*TRY IT:* All of the data must be retyped exactly, with nothing left out.
::::::::::
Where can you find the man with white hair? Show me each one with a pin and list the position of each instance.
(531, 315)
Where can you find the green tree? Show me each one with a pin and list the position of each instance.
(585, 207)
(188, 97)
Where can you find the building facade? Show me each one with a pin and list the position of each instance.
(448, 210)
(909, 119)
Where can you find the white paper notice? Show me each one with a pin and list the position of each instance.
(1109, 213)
::::::::::
*RESPONSE:*
Where can you find the man with white hair? Show me each one with a pin and list the position of each instance.
(531, 315)
Where can you find the green tree? Show me each one with a pin and list the position of each instance.
(585, 207)
(188, 97)
Where can you find the building facade? Show me each one with a pin and list the position of each instance.
(448, 210)
(909, 119)
Where can you find the white paper notice? Show me each one with a pin and list the position of each instance.
(1109, 213)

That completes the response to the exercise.